PAGE TEXT |
[start]

Sunday, January 6, 2013

Food Storage Pizza

Sausage pizzas made from food storage.
 
Part of our food storage includes canning cheese and meat.  Up until a few years ago we didn't have enough solar power here on our off-grid homestead to run a refrigerator, so things like cheese had to be canned so we could have them without making the long drive to town.  I've already posted about our food storage cheeseburgers, but pizza is another one of our special foods from our storage.
 
I start off by making the crust, which is very similar to making bread.  I use one teaspoon of yeast rather than the 2 1/4 teaspoons that equal one packet of active dry yeast.  I also add a teaspoon of baking soda, but other than that I use the same recipe I use for bread.  In this picture I used pie pans because we were camping in our homemade camper-in-an-old-uhaul truck and I didn't have my pizza pan along.  It worked good; my husband and I each got a 'pan pizza'.

[end]

Records
[start]

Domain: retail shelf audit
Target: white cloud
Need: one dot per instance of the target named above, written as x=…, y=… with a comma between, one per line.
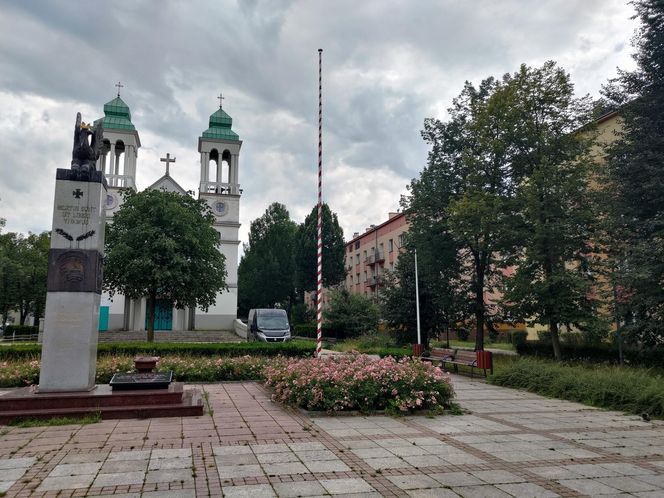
x=387, y=65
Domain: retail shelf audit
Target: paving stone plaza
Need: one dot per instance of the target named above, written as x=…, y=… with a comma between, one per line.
x=511, y=444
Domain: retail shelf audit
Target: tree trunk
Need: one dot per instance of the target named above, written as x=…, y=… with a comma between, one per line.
x=555, y=339
x=479, y=307
x=152, y=301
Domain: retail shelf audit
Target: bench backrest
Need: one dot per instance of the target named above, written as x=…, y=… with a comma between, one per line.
x=469, y=357
x=442, y=352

[end]

SET TASK A | In the food storage pizza post, rewrite the passage from "Sunday, January 6, 2013" to "from our storage.", substituting "freezer" for "refrigerator".
SET TASK B | Translate this sentence from the food storage pizza post into Spanish: "I start off by making the crust, which is very similar to making bread."
SET TASK C | Continue the food storage pizza post from where it stops.

EXPECTED OUTPUT A |
Sunday, January 6, 2013

Food Storage Pizza

Sausage pizzas made from food storage.
 
Part of our food storage includes canning cheese and meat.  Up until a few years ago we didn't have enough solar power here on our off-grid homestead to run a freezer, so things like cheese had to be canned so we could have them without making the long drive to town.  I've already posted about our food storage cheeseburgers, but pizza is another one of our special foods from our storage.

EXPECTED OUTPUT B | Comienzo haciendo la masa, lo cual es muy similar a hacer pan.

EXPECTED OUTPUT C |
 
For the sauce I open a can of tomato sauce or spaghetti sauce.  If it's tomato sauce I add half a teaspoon each of oregano, basil, thyme, garlic powder, and fennel.  I spread that on the crust.
 
Then I open a jar of mozzarella cheese.
 
 
I dip the jar in hot water to loosen the cheese from the sides of the jar, then using a knife I ease the cheese out of the jar.  The cheese is the same consistency as fresh mozzarella cheese and it grates very nicely.  In the picture at the top of this post I didn't have my cheese grater with me so I used my fingers and a paring knife to crumble the canned cheese into little pieces, and I spread those over the sauce on the crust. Now I keep a grater in the camper.
 
Next comes meat.
 
 
That particular pizza was made with our home-canned pizza sausage, which was made from a couple of hogs we raised and butchered in 2008.  The picture (and pizza) is from summer 2010.  I store home-canned meat in our dark, cool, hand-dug root cellar, which lengthens it's shelf life and we're not afraid to use meat a couple years old.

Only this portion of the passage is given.